Taking responsibility doesn’t mean that you don’t ask for help. It means that when you ask for help, it’s more like asking someone to help you with your problem, rather than asking them to take the problem away from you.

The other thing about taking responsibility is that you can’t do it with resentment for the people who aren’t there helping you. Don’t use it to become a martyr. If martyrdom is something you tend to do, continue reminding yourself that this is not anyone else’s problem to deal with, that everyone else has their own burdens to bear, and this one is yours to figure out.

I suggest if you have problems with this concept make it a mantra or an affirmation for a while… “I take full responsibility for my own well being”.

Quit Complaining

Complaining is a way to wallow in victimization. It contains a sort of wish to give up and dump your shit onto someone else. It also relays the idea to both yourself and the people you complain to that you receive love through sympathy (which insinuates that bad stuff has to happen to you for you to receive love). Plus it makes people feel a sense of guilt alongside helplessness, which isn’t healthy for anyone. All of this – people feeling sorry for you, wishing to dump your shit off on others, and needing love through sympathy – puts you in a powerless position and manifests more of what makes you a victim. In the end complaining gives the victim negative power, and allows you to wallow in feelings of smallness and abuse. We don’t want this.

*Records shown*
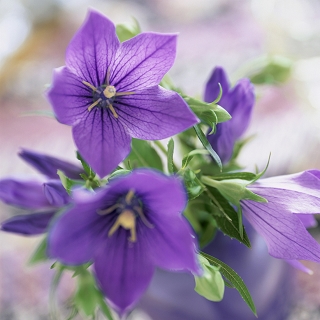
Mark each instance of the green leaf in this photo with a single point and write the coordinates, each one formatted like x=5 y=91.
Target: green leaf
x=207 y=145
x=234 y=279
x=40 y=254
x=170 y=156
x=210 y=285
x=143 y=155
x=229 y=226
x=127 y=31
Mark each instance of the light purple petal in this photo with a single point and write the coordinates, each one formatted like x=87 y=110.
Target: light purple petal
x=123 y=270
x=284 y=233
x=212 y=88
x=69 y=97
x=298 y=265
x=241 y=101
x=23 y=193
x=102 y=140
x=56 y=193
x=154 y=113
x=28 y=224
x=142 y=61
x=49 y=165
x=75 y=236
x=92 y=50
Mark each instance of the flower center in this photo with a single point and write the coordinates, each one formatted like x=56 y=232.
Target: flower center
x=105 y=95
x=130 y=209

*Work instructions*
1. In the passage on responsibility and complaining, what mantra or affirmation does it suggest for someone who has trouble with the concept of taking responsibility?
2. Write the next part of the passage on responsibility and complaining, picking up after its final sentence.

*List of answers*
1. “I take full responsibility for my own well being.”

2.
There is a difference, by the way, between complaining, and relaying a story, or getting something off your chest. Both of the later come with an attitude of aloofness, or even joviality, over the situation. I recently had a friend call to tell me about a really bad day he had just experienced. Everything that could go wrong had in such an extreme way that it was like a movie. When he told me about it it was with a lighthearted hilarity, like telling an entertaining story, and he himself had remained fairly calm throughout the myriad of crazy things that had happened.

It’s the difference between explaining something or telling a story to someone and whining about it. Telling a story implies that you keep it your own even while asking for help or advice. Whining is trying to make it everyone else’s problem.

The results of simply not complaining have been rather amazing. I suffered for years from terrible, debilitating insomnia. When I quit complaining it got about 90% better.

Stand Up For Yourself * Setting Boundaries

Standing up for yourself is basically all about setting a boundary. Many of us who are dealing with victim issues also have major boundary issues. A boundary is a line between what you do and don’t like. I like flirting with you, I don’t like you creeping on me. I like having pleasant conversations with you, I don’t like it when you call me a name or say something negative about me.

Many of us have massive boundary issues with our families. Family is really where the boundaries were created or abused in the first place. And so this will be the area that is the most difficult. You may even need to stop talking with certain family members for a while, or even always.

But start with figuring out what hurts your feelings or what doesn’t feel good. I have a family members that can be really verbally mean. So whenever that happens I just say “I don’t like that, that statement isn’t true, and it’s not okay for you to say that about me”. This has worked for me, but my family is also somewhat aware and always trying to be better people despite their occasional flaws.

I really like the conversation around difficult family relationships here with Dr. Nicole Lepera.
https://www.youtube.com/watch?v=8zc00EYi51k

Healing the inner victim takes much time and patience. This is just the beginning, these are only first steps, and steps you will take over and over again. We are always learning, always changing.

Other steps along the way include acceptance and healing deep inner wounds, which will have to be discussed in part 2.

In the meantime, thanks for listening!